Material to process:
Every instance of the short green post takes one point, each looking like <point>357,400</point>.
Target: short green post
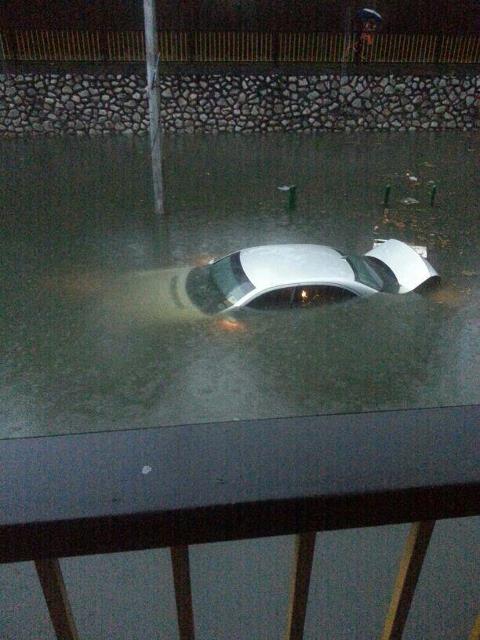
<point>386,197</point>
<point>292,197</point>
<point>432,194</point>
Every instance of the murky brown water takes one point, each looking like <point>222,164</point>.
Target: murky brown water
<point>86,347</point>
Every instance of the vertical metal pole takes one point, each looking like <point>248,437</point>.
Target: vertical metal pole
<point>151,56</point>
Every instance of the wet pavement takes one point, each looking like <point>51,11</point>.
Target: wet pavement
<point>87,344</point>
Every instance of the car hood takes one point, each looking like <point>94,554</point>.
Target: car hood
<point>410,269</point>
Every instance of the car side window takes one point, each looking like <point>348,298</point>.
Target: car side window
<point>277,299</point>
<point>318,295</point>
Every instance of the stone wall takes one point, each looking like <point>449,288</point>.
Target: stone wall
<point>105,103</point>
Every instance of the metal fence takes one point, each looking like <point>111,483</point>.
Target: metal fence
<point>277,478</point>
<point>235,46</point>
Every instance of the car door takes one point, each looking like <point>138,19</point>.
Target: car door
<point>276,299</point>
<point>320,295</point>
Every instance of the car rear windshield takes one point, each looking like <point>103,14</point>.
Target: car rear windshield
<point>219,285</point>
<point>365,273</point>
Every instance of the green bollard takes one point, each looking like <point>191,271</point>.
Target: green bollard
<point>292,197</point>
<point>386,197</point>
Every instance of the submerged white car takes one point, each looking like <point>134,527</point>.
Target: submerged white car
<point>268,277</point>
<point>300,275</point>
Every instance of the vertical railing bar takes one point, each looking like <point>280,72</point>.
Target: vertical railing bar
<point>468,44</point>
<point>51,580</point>
<point>304,552</point>
<point>408,573</point>
<point>183,592</point>
<point>17,43</point>
<point>457,49</point>
<point>474,45</point>
<point>468,52</point>
<point>475,632</point>
<point>432,48</point>
<point>28,40</point>
<point>477,50</point>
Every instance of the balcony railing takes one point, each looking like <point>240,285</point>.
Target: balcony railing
<point>235,46</point>
<point>174,487</point>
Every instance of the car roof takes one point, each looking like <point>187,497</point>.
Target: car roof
<point>287,264</point>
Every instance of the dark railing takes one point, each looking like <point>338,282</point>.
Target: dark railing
<point>236,46</point>
<point>174,487</point>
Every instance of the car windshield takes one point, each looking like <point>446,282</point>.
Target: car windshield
<point>365,272</point>
<point>219,285</point>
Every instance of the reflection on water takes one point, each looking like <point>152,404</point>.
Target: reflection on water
<point>90,337</point>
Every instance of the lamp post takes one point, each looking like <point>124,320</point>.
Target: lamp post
<point>153,94</point>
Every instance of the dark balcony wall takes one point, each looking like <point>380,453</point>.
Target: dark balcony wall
<point>265,15</point>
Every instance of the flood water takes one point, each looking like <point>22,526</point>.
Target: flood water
<point>87,344</point>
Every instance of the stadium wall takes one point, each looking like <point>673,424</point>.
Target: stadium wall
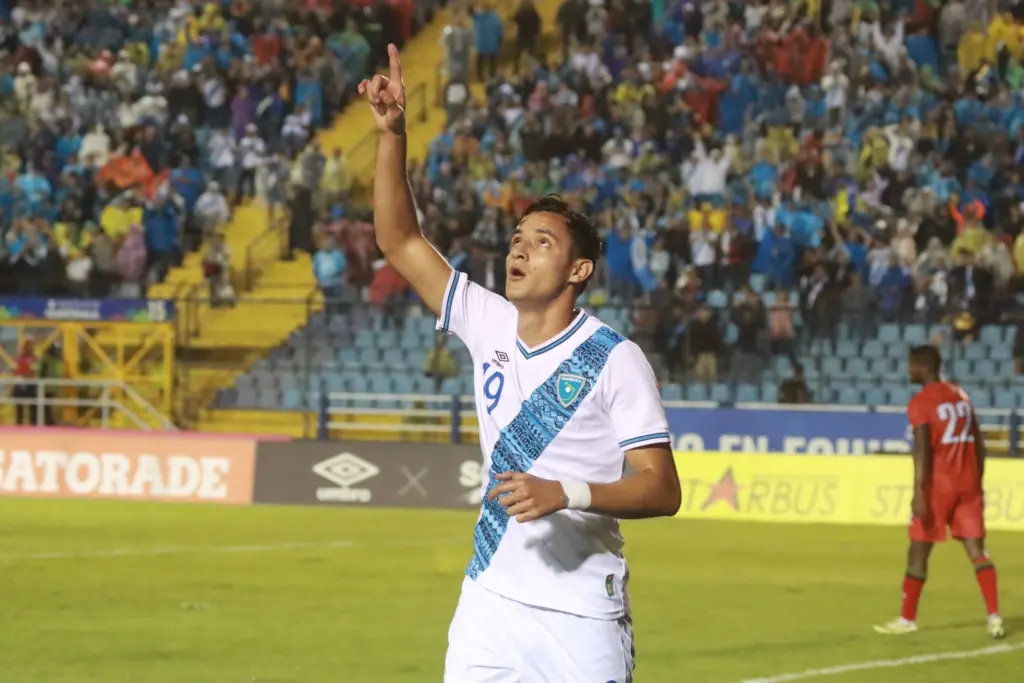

Description of the task: Write out, word for word, everything from the line containing "Every instance of the vertical railing" down to the end of the items above, and leave the pictures out of your answer.

Response to this task:
Every instance of the vertical railing bar takes one point, each looking like <point>280,72</point>.
Target: vertical railing bar
<point>468,44</point>
<point>51,580</point>
<point>304,552</point>
<point>408,573</point>
<point>183,592</point>
<point>17,43</point>
<point>457,49</point>
<point>474,45</point>
<point>468,52</point>
<point>475,632</point>
<point>432,48</point>
<point>28,40</point>
<point>477,50</point>
Every instance of the balcony railing takes one point, each looking like <point>240,285</point>.
Target: balcony railing
<point>235,46</point>
<point>174,487</point>
Every instance of the car roof takes one point, each looking like <point>187,497</point>.
Target: car roof
<point>287,264</point>
Every instance of the dark railing takes one point, each looking like <point>338,282</point>.
Target: dark railing
<point>236,46</point>
<point>174,487</point>
Every instance of the car windshield takes one point, each looking like <point>446,282</point>.
Target: car windshield
<point>365,272</point>
<point>219,285</point>
Every instance of the reflection on water takes one point, each looking like <point>152,404</point>.
Target: reflection on water
<point>90,337</point>
Every instance of the lamp post takes one point, each looking like <point>124,320</point>.
Target: lamp post
<point>153,94</point>
Every instance of the dark balcony wall takes one point, each looking like <point>380,453</point>.
Target: dark balcony wall
<point>265,15</point>
Every instance of the flood water takes one point, each looking like <point>22,526</point>.
Target: flood water
<point>87,344</point>
Every instance of the stadium wall takes one point, each looking like <point>673,424</point>.
Target: stadium wall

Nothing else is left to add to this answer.